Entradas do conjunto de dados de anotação
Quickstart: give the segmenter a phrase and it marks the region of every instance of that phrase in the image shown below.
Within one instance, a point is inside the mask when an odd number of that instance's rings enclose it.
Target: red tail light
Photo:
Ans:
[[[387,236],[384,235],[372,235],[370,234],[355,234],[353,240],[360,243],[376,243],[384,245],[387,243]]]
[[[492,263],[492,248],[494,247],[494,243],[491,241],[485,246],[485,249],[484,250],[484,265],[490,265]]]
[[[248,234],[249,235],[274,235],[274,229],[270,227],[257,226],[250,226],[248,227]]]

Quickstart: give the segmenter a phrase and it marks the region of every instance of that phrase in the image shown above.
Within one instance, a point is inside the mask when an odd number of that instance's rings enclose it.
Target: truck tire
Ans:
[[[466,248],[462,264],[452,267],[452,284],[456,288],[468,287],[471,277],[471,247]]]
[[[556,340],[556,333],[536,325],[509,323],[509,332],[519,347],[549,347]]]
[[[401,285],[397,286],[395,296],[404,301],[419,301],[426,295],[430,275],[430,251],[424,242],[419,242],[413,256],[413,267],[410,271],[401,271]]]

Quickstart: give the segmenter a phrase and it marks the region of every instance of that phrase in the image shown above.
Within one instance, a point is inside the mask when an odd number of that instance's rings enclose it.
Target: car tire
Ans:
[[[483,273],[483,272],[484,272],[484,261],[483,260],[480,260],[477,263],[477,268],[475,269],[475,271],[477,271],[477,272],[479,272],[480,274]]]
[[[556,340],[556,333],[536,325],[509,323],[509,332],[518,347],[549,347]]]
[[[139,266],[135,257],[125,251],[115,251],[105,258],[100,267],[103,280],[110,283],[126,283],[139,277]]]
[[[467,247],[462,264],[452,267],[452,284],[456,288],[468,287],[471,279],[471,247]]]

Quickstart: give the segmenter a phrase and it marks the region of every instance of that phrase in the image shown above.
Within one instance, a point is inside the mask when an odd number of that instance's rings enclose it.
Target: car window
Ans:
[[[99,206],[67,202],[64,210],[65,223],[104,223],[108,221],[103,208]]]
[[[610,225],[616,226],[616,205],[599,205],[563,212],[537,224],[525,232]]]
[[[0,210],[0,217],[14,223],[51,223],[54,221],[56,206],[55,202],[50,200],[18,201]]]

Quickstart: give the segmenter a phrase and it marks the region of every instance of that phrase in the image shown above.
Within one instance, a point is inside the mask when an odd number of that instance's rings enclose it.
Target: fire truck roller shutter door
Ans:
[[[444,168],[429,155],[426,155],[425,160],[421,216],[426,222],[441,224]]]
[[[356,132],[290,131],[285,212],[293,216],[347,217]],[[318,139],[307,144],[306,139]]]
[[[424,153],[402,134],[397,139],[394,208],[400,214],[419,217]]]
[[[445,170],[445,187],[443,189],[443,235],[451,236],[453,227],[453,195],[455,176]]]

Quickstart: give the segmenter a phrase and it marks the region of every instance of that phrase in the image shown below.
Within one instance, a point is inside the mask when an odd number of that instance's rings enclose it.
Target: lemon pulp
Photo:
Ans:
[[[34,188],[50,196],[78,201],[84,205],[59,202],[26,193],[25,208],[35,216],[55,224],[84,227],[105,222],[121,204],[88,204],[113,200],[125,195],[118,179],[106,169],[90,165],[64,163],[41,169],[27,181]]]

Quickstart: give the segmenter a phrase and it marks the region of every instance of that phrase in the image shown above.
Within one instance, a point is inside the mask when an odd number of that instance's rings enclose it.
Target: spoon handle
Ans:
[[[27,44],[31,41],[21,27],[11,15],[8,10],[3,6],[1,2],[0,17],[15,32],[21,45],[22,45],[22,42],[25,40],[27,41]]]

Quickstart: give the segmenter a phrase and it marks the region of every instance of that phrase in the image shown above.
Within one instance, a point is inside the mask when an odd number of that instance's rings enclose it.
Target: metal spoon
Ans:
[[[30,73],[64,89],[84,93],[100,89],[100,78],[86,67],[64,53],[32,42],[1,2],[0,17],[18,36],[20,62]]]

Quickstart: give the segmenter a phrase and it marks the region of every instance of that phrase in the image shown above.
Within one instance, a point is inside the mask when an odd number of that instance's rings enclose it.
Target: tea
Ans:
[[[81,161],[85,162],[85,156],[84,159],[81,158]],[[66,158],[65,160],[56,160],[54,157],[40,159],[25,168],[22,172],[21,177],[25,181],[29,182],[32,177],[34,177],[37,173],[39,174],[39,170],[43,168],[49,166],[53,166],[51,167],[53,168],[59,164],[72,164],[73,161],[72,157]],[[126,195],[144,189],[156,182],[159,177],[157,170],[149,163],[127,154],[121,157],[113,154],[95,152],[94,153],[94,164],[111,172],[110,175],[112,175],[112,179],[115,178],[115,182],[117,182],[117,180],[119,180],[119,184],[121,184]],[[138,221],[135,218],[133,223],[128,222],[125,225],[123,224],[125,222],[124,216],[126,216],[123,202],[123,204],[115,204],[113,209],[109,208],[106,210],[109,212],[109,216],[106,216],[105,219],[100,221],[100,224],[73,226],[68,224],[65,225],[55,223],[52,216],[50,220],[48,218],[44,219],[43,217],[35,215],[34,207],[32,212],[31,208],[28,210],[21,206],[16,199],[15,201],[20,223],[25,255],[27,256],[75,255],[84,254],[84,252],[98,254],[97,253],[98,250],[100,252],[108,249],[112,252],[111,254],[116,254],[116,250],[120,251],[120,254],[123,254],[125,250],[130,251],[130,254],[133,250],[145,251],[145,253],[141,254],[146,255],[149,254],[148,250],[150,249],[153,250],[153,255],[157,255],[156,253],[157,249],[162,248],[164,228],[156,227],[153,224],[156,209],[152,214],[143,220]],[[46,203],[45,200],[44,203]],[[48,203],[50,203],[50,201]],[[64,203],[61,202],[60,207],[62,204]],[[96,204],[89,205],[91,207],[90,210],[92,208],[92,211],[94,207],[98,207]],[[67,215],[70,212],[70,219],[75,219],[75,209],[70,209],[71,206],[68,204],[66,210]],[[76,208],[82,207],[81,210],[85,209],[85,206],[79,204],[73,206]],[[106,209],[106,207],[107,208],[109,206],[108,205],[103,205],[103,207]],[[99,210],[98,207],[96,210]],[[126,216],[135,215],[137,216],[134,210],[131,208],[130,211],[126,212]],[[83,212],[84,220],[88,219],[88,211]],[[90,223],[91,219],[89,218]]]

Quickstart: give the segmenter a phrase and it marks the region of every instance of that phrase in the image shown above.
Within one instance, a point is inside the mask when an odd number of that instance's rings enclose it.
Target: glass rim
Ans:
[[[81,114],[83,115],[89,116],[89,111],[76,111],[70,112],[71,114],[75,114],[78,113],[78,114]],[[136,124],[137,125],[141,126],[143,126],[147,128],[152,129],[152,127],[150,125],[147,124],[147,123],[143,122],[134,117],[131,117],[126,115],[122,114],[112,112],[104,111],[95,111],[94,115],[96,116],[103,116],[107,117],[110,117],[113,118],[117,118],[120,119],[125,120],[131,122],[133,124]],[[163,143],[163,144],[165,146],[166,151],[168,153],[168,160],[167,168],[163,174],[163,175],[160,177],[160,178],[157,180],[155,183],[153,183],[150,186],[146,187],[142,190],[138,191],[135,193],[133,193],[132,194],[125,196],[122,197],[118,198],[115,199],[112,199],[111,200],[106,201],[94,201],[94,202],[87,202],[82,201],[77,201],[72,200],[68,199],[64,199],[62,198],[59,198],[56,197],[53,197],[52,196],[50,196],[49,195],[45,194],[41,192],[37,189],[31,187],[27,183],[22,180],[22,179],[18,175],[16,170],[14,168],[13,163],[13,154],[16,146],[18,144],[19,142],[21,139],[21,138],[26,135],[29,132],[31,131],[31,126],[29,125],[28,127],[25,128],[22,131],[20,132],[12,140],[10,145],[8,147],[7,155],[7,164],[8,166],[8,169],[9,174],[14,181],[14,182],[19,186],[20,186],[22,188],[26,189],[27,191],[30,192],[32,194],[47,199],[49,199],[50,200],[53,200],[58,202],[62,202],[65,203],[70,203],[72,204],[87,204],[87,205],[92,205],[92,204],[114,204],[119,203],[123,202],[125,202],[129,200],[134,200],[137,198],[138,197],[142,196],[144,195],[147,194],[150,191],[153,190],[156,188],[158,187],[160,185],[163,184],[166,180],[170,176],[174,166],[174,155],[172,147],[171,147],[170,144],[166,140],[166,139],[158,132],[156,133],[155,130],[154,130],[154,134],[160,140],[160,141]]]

> _Trabalho solicitado_
Informe cada linha da listagem acima que contenha a palavra "truck", copiando a linha inteira.

> _Resultado do exercício_
Target: truck tire
Target: fire truck roller shutter door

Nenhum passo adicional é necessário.